(Data records)
— Start —

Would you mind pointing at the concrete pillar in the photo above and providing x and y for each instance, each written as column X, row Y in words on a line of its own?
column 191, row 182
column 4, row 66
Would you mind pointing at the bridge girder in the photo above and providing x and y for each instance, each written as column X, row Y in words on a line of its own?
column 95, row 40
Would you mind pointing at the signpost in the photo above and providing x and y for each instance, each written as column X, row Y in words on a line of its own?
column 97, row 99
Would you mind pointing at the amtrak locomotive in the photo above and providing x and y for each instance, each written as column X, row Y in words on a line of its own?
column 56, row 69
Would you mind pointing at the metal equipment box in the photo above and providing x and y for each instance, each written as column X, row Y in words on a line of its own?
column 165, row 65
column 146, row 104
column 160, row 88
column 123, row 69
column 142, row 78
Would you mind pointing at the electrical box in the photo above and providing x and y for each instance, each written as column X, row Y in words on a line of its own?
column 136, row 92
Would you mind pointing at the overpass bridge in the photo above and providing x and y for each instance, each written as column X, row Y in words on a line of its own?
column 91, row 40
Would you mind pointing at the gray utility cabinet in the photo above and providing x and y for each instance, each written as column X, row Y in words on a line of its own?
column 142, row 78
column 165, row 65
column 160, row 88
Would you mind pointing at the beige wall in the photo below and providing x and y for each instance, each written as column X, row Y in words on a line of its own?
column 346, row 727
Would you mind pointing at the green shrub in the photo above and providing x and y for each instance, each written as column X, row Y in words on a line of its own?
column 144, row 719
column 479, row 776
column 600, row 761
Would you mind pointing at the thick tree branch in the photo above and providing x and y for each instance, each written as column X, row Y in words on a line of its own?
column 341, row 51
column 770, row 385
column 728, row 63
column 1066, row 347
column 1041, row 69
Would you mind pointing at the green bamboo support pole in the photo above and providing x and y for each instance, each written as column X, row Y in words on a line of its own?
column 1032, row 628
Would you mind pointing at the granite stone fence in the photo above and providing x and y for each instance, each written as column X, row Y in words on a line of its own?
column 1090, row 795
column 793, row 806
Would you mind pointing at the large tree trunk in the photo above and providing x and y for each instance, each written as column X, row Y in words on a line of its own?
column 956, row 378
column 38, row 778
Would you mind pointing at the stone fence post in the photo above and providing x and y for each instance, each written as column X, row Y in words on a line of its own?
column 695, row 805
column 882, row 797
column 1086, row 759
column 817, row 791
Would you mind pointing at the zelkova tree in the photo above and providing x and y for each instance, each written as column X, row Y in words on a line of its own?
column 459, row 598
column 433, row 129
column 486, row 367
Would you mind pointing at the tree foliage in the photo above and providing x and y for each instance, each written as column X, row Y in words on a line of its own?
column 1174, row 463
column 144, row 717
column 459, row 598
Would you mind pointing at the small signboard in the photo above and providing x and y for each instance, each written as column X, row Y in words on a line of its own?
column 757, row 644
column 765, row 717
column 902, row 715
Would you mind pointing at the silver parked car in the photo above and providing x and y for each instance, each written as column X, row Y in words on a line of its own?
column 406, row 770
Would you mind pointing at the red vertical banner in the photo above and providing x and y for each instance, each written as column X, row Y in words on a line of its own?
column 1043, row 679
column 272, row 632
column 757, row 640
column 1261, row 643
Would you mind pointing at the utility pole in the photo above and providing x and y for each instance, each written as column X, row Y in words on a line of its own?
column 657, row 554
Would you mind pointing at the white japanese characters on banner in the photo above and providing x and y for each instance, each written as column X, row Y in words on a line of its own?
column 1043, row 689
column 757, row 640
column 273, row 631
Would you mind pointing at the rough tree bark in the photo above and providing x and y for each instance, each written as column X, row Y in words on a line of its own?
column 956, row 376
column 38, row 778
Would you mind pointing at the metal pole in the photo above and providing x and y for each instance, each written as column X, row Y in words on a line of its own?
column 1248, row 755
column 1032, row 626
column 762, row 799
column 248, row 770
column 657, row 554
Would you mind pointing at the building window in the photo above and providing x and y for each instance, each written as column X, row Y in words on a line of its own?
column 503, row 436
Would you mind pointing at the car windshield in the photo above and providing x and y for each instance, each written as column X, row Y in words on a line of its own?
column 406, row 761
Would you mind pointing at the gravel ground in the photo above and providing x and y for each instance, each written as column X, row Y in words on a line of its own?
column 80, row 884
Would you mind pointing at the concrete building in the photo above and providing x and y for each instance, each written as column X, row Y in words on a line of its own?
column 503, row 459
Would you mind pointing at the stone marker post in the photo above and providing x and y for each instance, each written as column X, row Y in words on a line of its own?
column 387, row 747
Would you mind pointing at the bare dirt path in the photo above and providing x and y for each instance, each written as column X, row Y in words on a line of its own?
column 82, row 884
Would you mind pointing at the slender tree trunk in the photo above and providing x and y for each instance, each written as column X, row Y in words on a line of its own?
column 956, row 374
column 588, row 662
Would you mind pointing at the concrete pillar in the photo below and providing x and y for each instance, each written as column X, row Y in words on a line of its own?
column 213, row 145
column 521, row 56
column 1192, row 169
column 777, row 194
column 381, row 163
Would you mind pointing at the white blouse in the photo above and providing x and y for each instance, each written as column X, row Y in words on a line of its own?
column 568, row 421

— End —

• **WRITTEN INSTRUCTION**
Rewrite the records above as a JSON list of strings, with each line as its own string and blank lines left out.

• **ANSWER TO THIS TASK**
[
  "Would you mind pointing at the concrete pillar in the photo above and providing x and y for each instance, each written as column X, row Y in words on a line of its own?",
  "column 191, row 182",
  "column 4, row 66",
  "Would you mind pointing at the bridge girder in the photo above and providing x and y for each instance, each written as column X, row Y in words on a line of its own?",
  "column 95, row 40",
  "Would you mind pointing at the signpost in the photo above and providing x and y for each instance, each written as column X, row Y in words on a line of its own?",
  "column 97, row 99",
  "Would you mind pointing at the amtrak locomotive in the photo above and providing x and y for each instance, each written as column X, row Y in words on a line of its own?",
  "column 56, row 69",
  "Would you mind pointing at the metal equipment box in the photo above and providing x and y for each instance, each written as column X, row Y in words on a line of its own?",
  "column 165, row 65",
  "column 146, row 104",
  "column 160, row 88",
  "column 123, row 69",
  "column 142, row 78",
  "Would you mind pointing at the electrical box in the photo above and providing x and y for each instance, each written as column X, row Y in words on a line of its own?",
  "column 136, row 92",
  "Would you mind pointing at the overpass bridge in the photo above and providing x and y for each instance, each written as column X, row Y in words on a line of its own?",
  "column 91, row 40",
  "Would you mind pointing at the gray utility cabinet in the photo above and providing x and y for each instance, each written as column X, row Y in words on a line of its own?",
  "column 142, row 78",
  "column 165, row 65",
  "column 160, row 88",
  "Would you mind pointing at the beige wall in the photo below and providing x and y for each instance, each written as column X, row Y in words on a line of its own?",
  "column 346, row 727",
  "Would you mind pointing at the green shrub in the photo above and providing x and y for each instance, each written as column X, row Y in words on a line of its own?",
  "column 144, row 719",
  "column 479, row 776",
  "column 600, row 761",
  "Would you mind pointing at the thick tree branch in the photo above and providing x and y for each instance, each written as column X, row Y in words on a line of its own?",
  "column 341, row 51",
  "column 770, row 385",
  "column 728, row 63",
  "column 1066, row 347",
  "column 1041, row 69",
  "Would you mind pointing at the green bamboo support pole in the photo above and providing x and y for each instance, each written as column X, row Y in words on a line of its own?",
  "column 1032, row 628",
  "Would you mind pointing at the granite stone fence in the photo above and providing x and y for each instance, each written as column X, row Y in words on a line of its own?",
  "column 1090, row 795",
  "column 793, row 806",
  "Would you mind pointing at the large tree trunk in the photo above and providing x and y for each instance, each written as column X, row Y in words on a line of its own?",
  "column 956, row 378",
  "column 38, row 778",
  "Would you mind pointing at the stone fence post in the photo above and providing x and y for each instance, each written as column X, row Y in words on a line of its own?",
  "column 695, row 805",
  "column 882, row 797",
  "column 1086, row 759",
  "column 817, row 791",
  "Would you mind pointing at the zelkova tree in the photo above and providing x and y for each instance, each written as column X, row Y in words on a line of its own?",
  "column 459, row 598",
  "column 433, row 129",
  "column 486, row 367",
  "Would you mind pointing at the tree foliage in the photo above and providing x and y for each instance, each written as column X, row Y in words on a line of its own?",
  "column 1174, row 463",
  "column 144, row 717",
  "column 459, row 598",
  "Would you mind pointing at the small signboard in the photo above and providing x and y for each instance, each written as column X, row Y in words on a line of its own?",
  "column 757, row 644",
  "column 765, row 717",
  "column 902, row 715",
  "Would you mind pointing at the silver parked car in the photo above and providing x and y for each instance, each written as column X, row Y in words on a line of its own?",
  "column 406, row 770",
  "Would you mind pointing at the red vertical banner in the photo above and providing x and y for each instance, each written as column X, row Y in words on a line of its own?",
  "column 1043, row 679",
  "column 272, row 632",
  "column 757, row 640",
  "column 1261, row 643",
  "Would you mind pointing at the utility pole in the photo above and providing x and y for each instance, each written as column X, row Y in words on a line of its own?",
  "column 657, row 554",
  "Would you mind pointing at the white japanese characters on banner in the photo above and providing x and y for each instance, each written as column X, row Y in words on a line of its own?",
  "column 1043, row 689",
  "column 757, row 640",
  "column 273, row 631",
  "Would you mind pointing at the rough tree bark in the photo above and providing x and y for each instance, each written as column X, row Y in words on a line of its own?",
  "column 956, row 376",
  "column 38, row 778",
  "Would you mind pointing at the metal pole in the photo above and providing x and y for each instance, each written as column X, row Y in words on a line of its own?",
  "column 1248, row 755",
  "column 1032, row 626",
  "column 762, row 799",
  "column 248, row 770",
  "column 657, row 554",
  "Would you mind pointing at the building window in the photo above and providing x and y for each instance, each written as column X, row Y in words on a line of its own?",
  "column 503, row 436",
  "Would you mind pointing at the car windshield in the photo above and providing x and y for each instance, each written as column X, row Y in words on a line of its own?",
  "column 406, row 761",
  "Would you mind pointing at the gravel ground in the photo above and providing x and y for each instance, each written as column X, row Y in words on a line of its own?",
  "column 80, row 884",
  "Would you mind pointing at the concrete building in the photo above and providing x and y for each instance, each written as column X, row Y in words on a line of its own?",
  "column 503, row 459",
  "Would you mind pointing at the stone marker post in the photo above and providing x and y for each instance, each written as column X, row Y in words on a line of its own?",
  "column 387, row 747",
  "Would you mind pointing at the bare dirt path in the photo above and providing x and y for each instance, each written as column X, row Y in words on a line of its own?",
  "column 82, row 884",
  "Would you mind pointing at the slender tree trunk in the photo above and providing x and y for each instance, each written as column X, row Y in words on a line of its own?",
  "column 956, row 374",
  "column 588, row 662",
  "Would you mind pointing at the concrete pillar in the photo below and providing x and y for each instance, each written as column X, row Y in words on a line of its own?",
  "column 213, row 145",
  "column 521, row 56",
  "column 1192, row 169",
  "column 777, row 194",
  "column 381, row 163",
  "Would you mind pointing at the white blouse in the photo above and providing x and y for each instance, each written as column X, row Y in words on a line of its own?",
  "column 568, row 421"
]